▶ [Ausgangstext]:
■ ■ ■ ■ ■ ■ ■

Hochsensibilität & High Sensation Seeking

Eine Sonderform ist Hochsensibilität und High Sensation Seeking zugleich.
Hochsensible Menschen können gleichzeitig High Sensation Seeker (“Höhepunkt-Suchender”) sein, also extravertiert und auf der Suche nach Herausforderungen/was Neuem sowie sensibel sein. Da sich HSS (High Sensation Seeker) gern langeweilen, probieren sie immer wieder was Neues aus, handeln jedoch nicht impulsiv und informieren sich vorher gründlich über das neue Vorhaben und achten dabei äußerst auf ihre Sicherheit.

Hochsensible High Sensation Seeker haben jedoch täglich einen inneren Konflikt, der auch für das äußere Umfeld wahrnehmbar ist: irgendwo leidet der Hochsensible unter den Wesenszügen seiner Hochsensibilität, der High Sensation Seeker legt aber noch einen drauf. Ein Fuß steht demnach auf der Bremse, der andere tritt jedoch noch kräftig gleichzeitig aufs Gaspedal.

Hochsensibilität in Partnerschaften und Beziehungen

In Partnerschaften und Beziehungen hochsensibler und nichtsensibler Menschen können sich immer wieder Probleme in den Mittelpunkt stellen, die den Umgang mit Konflikten, dem Temperament und der Sexualität sensibler Menschen nicht gerade leicht machen. Auch die Angst vor Verbindlichkeit und Schüchternheit spielen hier eine zentrale Rolle. Der Hochsensible möchte mit seinem Partner über vieles in der Beziehung sprechen, tiefgehend und ausführlich besprechen. Der Hochsensible denkt viel über die Beziehung nach, macht sich über alles Mögliche Gedanken und wägt permanent ab. Für einen nicht-sensiblen Partner scheinen diese Gedanken- und Verhaltensweise jedoch als überflüssig und können oft gar nicht verstanden oder nachvollzogen werden.

■ ■ ■ ■ ■ ■ ■

Gesammelte Dateneinträge
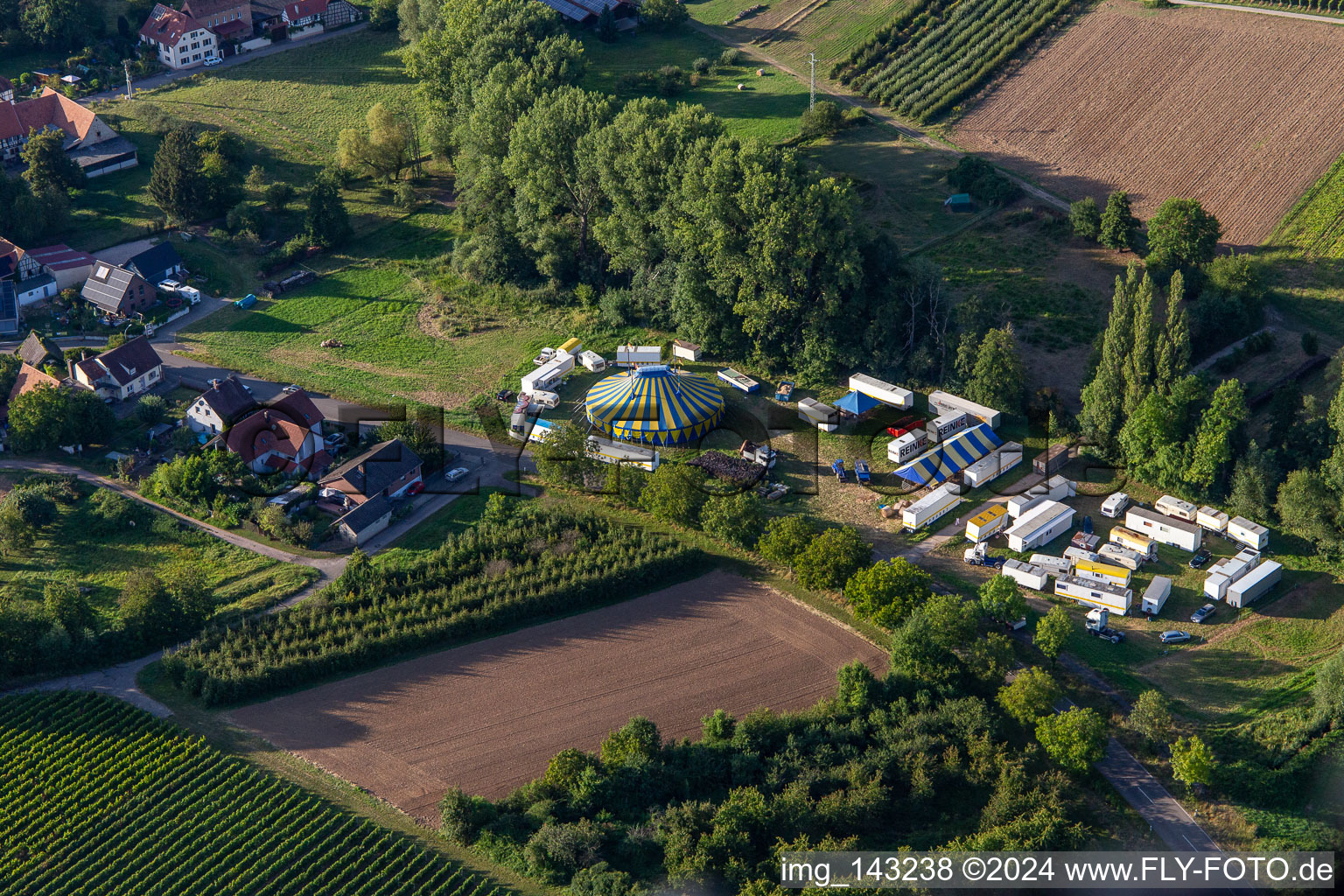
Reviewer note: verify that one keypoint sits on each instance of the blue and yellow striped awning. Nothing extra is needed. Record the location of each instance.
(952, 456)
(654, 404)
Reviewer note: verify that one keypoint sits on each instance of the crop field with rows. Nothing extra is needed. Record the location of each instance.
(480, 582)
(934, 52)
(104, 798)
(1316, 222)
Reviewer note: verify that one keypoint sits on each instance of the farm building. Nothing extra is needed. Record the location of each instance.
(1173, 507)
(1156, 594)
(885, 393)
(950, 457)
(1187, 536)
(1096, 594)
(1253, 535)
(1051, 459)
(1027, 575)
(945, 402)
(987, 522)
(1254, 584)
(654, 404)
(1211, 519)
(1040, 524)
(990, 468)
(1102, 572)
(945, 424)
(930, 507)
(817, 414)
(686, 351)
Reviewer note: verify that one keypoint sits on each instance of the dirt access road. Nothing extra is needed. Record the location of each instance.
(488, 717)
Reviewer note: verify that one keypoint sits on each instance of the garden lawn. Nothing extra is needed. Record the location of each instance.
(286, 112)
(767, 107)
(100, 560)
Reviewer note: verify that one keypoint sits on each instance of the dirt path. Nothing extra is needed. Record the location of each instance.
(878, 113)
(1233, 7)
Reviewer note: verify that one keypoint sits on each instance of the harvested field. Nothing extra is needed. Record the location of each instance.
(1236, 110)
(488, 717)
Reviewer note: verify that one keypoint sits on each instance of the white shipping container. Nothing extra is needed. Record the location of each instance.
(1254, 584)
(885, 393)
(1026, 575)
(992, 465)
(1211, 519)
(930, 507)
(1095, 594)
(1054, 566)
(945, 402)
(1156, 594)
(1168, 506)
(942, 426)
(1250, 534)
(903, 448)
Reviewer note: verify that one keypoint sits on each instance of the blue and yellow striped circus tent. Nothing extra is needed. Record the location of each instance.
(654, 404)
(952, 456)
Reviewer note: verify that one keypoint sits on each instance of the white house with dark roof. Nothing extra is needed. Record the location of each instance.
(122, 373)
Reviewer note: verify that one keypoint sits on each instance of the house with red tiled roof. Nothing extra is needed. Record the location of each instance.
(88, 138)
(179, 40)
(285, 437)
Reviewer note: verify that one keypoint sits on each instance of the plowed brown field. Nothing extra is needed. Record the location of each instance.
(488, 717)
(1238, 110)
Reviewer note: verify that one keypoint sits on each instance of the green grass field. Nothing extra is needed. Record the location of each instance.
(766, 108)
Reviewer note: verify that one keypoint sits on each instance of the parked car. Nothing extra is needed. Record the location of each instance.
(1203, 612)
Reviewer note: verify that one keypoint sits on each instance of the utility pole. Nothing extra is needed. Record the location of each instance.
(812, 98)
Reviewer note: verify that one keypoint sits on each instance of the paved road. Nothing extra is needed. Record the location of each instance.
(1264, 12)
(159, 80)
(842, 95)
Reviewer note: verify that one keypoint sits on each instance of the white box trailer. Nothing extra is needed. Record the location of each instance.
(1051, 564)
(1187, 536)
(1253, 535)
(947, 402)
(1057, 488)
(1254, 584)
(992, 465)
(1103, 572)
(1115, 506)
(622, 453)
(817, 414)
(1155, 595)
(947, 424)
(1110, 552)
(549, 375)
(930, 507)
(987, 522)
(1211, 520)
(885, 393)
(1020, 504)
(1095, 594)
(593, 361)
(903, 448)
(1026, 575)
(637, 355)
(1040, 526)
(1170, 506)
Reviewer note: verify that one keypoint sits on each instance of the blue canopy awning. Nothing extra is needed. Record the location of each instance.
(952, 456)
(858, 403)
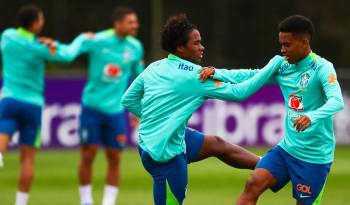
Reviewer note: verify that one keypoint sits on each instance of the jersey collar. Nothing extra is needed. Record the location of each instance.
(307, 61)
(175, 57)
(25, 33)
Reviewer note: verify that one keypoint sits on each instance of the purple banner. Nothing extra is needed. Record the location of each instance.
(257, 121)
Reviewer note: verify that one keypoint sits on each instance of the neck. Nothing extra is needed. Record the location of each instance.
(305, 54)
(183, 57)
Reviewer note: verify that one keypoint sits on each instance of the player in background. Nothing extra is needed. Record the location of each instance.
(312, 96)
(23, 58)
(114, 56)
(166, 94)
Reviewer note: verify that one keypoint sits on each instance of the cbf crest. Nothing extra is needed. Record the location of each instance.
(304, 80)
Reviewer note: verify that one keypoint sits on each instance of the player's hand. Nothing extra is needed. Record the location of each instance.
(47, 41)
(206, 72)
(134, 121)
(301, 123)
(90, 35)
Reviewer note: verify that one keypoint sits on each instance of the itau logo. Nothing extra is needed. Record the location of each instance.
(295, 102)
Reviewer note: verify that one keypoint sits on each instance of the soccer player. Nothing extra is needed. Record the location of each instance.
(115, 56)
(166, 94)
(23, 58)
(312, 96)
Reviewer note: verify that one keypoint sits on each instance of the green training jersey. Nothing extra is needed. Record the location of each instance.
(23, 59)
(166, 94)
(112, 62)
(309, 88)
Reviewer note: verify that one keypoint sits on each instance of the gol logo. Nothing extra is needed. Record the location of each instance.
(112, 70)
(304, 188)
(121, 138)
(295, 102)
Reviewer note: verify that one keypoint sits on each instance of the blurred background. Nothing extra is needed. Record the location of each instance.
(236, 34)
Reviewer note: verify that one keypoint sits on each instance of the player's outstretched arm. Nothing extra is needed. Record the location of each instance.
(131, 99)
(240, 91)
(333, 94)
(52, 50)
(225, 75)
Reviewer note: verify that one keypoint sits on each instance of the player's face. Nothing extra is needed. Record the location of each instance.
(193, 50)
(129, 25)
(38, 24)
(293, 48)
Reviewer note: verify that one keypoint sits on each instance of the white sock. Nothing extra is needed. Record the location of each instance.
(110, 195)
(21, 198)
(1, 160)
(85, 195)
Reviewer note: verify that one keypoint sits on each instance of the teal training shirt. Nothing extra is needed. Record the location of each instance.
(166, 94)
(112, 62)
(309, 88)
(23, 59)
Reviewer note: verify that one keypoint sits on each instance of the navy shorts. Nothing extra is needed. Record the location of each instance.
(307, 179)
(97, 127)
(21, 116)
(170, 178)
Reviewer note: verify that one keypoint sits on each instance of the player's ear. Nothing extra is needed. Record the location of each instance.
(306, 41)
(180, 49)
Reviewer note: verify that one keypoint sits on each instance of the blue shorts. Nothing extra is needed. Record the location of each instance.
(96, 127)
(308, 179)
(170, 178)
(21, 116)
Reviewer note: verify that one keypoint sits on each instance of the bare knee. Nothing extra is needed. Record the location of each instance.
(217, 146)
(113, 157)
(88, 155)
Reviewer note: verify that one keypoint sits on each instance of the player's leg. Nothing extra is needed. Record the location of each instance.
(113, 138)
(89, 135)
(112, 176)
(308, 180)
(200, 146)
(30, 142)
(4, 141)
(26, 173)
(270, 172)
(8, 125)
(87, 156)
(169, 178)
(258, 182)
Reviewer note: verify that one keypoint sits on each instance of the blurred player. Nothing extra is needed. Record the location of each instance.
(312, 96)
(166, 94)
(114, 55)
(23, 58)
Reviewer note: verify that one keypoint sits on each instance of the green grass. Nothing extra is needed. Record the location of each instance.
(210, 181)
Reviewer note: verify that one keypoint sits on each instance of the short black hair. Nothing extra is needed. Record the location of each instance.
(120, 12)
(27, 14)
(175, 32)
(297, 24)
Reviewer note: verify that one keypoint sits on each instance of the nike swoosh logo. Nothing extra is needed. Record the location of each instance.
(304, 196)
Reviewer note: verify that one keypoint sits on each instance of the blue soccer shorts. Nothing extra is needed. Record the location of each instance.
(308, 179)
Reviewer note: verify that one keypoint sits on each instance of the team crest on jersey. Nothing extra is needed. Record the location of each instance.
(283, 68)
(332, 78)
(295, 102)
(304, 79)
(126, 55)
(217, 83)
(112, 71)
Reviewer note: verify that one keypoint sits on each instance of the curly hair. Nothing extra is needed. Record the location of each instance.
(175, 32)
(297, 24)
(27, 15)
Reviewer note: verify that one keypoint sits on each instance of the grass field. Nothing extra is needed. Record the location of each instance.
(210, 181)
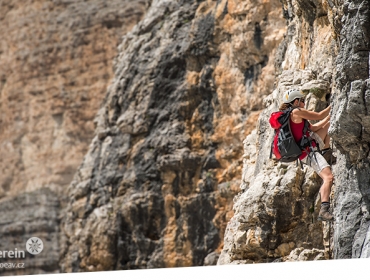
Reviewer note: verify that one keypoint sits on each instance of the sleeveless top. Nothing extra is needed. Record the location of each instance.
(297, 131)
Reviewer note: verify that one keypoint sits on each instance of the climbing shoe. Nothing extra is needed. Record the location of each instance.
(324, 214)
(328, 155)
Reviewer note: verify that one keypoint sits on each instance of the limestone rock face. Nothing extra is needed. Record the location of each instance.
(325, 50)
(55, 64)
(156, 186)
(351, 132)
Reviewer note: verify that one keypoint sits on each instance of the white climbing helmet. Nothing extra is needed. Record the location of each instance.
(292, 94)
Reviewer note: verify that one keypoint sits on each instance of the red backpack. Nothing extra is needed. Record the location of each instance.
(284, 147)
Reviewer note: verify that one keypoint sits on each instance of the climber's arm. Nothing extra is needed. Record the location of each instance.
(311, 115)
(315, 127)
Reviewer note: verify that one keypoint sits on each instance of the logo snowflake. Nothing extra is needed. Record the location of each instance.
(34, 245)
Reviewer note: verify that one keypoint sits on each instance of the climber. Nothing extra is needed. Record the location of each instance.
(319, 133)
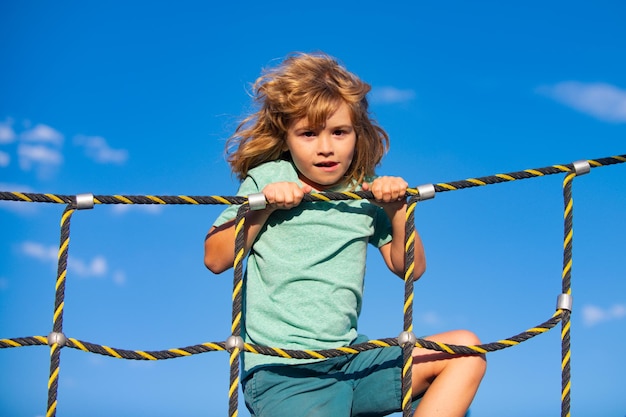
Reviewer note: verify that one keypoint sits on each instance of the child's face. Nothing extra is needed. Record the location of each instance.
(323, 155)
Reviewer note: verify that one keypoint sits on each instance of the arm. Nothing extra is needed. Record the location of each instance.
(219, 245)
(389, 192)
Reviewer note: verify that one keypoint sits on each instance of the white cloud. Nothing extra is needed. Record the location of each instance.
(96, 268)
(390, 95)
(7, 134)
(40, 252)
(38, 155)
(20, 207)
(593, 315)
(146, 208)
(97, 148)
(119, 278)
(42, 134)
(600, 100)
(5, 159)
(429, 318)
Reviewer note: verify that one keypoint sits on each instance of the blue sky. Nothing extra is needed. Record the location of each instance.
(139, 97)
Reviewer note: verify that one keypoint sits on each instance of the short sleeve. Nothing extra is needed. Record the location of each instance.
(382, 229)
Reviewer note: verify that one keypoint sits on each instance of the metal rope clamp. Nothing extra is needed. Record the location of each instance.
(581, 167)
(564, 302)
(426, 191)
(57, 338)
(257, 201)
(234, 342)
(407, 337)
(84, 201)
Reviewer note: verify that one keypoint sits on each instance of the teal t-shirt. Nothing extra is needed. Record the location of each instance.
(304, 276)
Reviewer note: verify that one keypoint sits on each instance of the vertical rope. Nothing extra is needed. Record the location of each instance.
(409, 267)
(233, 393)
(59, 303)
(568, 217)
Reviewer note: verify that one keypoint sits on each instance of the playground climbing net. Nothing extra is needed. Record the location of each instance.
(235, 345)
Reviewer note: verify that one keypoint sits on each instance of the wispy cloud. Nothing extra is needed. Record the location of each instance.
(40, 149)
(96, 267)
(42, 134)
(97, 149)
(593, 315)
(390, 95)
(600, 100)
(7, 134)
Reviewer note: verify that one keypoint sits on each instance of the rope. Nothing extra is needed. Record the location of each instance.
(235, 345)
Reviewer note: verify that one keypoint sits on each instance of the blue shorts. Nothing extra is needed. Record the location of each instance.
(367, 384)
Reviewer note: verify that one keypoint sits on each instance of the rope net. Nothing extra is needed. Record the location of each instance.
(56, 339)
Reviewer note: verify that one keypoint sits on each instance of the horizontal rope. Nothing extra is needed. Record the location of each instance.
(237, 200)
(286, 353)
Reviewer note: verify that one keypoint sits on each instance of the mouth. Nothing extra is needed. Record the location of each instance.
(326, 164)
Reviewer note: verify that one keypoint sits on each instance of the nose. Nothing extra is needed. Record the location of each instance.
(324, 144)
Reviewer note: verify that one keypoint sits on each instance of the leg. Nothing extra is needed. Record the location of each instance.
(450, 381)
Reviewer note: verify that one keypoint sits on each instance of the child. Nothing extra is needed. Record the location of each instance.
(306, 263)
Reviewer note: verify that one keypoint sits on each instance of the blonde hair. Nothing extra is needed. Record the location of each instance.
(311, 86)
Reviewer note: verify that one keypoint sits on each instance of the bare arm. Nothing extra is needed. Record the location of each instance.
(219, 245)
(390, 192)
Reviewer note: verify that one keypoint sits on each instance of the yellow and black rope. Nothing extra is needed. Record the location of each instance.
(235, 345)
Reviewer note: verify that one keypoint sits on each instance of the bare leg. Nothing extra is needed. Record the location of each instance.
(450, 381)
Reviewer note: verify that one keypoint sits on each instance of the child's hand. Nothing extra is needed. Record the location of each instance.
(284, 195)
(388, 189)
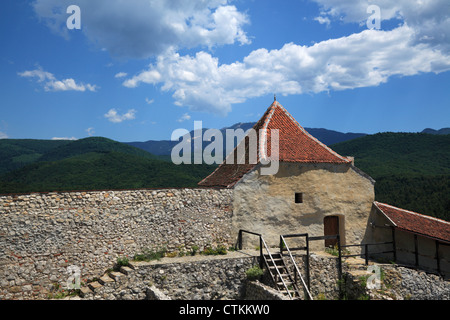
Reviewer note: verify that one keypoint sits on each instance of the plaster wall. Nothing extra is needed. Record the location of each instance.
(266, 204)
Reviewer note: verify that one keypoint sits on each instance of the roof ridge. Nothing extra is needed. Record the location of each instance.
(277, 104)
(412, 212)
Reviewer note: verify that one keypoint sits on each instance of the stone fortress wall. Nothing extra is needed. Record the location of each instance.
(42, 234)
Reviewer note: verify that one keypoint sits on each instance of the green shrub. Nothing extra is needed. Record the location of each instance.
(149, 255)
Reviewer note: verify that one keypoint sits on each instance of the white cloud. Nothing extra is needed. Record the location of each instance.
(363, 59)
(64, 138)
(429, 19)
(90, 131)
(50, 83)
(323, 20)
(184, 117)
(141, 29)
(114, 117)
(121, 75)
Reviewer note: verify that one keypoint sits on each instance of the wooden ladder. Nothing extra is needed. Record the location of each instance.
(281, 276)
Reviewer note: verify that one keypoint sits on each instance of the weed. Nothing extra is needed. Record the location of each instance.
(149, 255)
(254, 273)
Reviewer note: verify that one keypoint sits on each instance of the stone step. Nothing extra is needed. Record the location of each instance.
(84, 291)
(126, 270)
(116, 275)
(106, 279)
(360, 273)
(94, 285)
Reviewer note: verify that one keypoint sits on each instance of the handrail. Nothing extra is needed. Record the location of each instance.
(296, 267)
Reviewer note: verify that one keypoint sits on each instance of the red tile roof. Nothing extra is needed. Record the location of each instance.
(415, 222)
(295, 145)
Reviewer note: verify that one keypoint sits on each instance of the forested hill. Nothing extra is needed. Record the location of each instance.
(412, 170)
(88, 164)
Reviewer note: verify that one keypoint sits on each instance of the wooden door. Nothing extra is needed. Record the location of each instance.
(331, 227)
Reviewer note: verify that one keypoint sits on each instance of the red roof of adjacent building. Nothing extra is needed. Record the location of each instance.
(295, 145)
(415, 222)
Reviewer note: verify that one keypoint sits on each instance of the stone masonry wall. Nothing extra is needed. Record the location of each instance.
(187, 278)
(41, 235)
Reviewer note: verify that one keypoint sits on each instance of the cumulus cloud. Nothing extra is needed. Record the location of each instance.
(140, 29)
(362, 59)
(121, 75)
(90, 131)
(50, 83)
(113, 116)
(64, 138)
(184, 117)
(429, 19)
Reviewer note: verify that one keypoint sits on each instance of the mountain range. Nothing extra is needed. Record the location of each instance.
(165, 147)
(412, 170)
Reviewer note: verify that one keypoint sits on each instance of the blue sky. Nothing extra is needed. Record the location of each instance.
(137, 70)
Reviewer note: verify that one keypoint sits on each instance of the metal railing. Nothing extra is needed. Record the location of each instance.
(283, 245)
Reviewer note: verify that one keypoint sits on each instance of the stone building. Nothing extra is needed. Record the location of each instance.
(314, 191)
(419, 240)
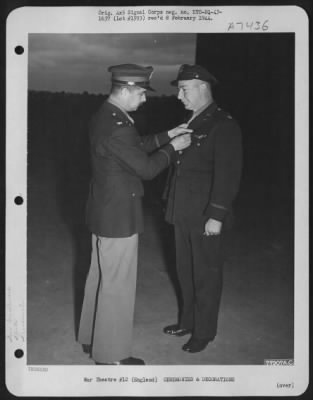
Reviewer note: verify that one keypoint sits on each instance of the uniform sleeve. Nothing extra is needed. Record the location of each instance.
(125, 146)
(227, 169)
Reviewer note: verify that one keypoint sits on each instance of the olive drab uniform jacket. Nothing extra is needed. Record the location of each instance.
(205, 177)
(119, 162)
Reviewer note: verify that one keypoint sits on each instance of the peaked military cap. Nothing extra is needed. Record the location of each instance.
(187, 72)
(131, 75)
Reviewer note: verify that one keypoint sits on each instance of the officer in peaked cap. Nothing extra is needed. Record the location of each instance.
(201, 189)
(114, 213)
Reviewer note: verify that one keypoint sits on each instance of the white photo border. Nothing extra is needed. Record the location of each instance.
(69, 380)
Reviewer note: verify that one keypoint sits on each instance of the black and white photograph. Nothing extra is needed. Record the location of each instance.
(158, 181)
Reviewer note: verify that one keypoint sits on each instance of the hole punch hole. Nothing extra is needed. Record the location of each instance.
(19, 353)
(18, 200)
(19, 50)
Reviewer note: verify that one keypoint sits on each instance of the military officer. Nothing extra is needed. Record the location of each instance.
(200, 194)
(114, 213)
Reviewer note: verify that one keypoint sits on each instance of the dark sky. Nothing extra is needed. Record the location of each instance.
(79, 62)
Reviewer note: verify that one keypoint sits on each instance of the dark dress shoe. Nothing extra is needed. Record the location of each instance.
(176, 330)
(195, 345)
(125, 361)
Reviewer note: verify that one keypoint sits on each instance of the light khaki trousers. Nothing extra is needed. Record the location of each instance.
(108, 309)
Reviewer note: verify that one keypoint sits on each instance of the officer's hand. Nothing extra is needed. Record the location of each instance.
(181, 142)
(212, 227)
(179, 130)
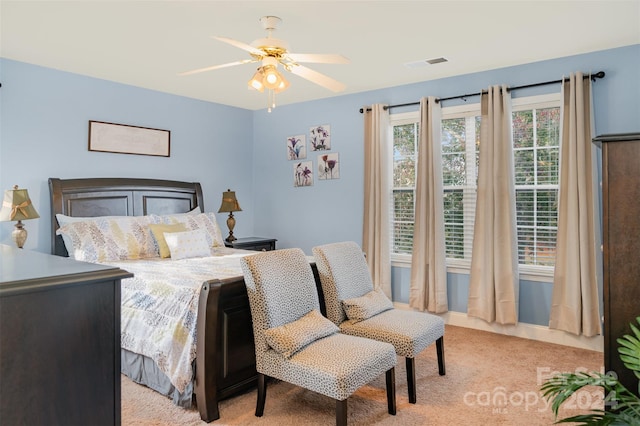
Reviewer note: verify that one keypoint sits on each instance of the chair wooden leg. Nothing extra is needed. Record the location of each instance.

■ ■ ■ ■ ■ ■ ■

▶ [Arbeitsanweisungen]:
1 > Was tun High Sensation Seeker laut dem Text über Hochsensibilität, bevor sie ein neues Vorhaben ausprobieren?
2 > Gib den Text über Hochsensibilität beginnend bei „Hochsensible High Sensation“ und endend bei „gleichzeitig aufs Gaspedal.“ erneut wieder und benenne dabei „Gaspedal“ in „Beschleunigungspedal“ um.
3 > Fasse den Absatz des Textes über Hochsensibilität, der mit „In Partnerschaften und Beziehungen hochsensibler“ beginnt, als Liste zusammen, ohne seine wesentlichen Aussagen zu verlieren.

▶ [Schriftliche Antworten]:
1 > Sie informieren sich vorher gründlich über das neue Vorhaben und achten dabei äußerst auf ihre Sicherheit.

2 >
Hochsensible High Sensation Seeker haben jedoch täglich einen inneren Konflikt, der auch für das äußere Umfeld wahrnehmbar ist: irgendwo leidet der Hochsensible unter den Wesenszügen seiner Hochsensibilität, der High Sensation Seeker legt aber noch einen drauf. Ein Fuß steht demnach auf der Bremse, der andere tritt jedoch noch kräftig gleichzeitig aufs Beschleunigungspedal.

3 >
- In Beziehungen zwischen hochsensiblen und nicht sensiblen Menschen treten immer wieder Probleme auf. Diese erschweren den Umgang mit Konflikten, dem Temperament und der Sexualität sensibler Menschen.
- Die Angst vor Verbindlichkeit und Schüchternheit spielen dabei eine zentrale Rolle.
- Hochsensible möchten vieles in der Beziehung tiefgehend und ausführlich mit dem Partner besprechen.
- Sie denken viel über die Beziehung nach und wägen ständig ab.
- Nicht sensiblen Partnern erscheint diese Denk- und Verhaltensweise oft überflüssig, und sie können sie häufig nicht nachvollziehen.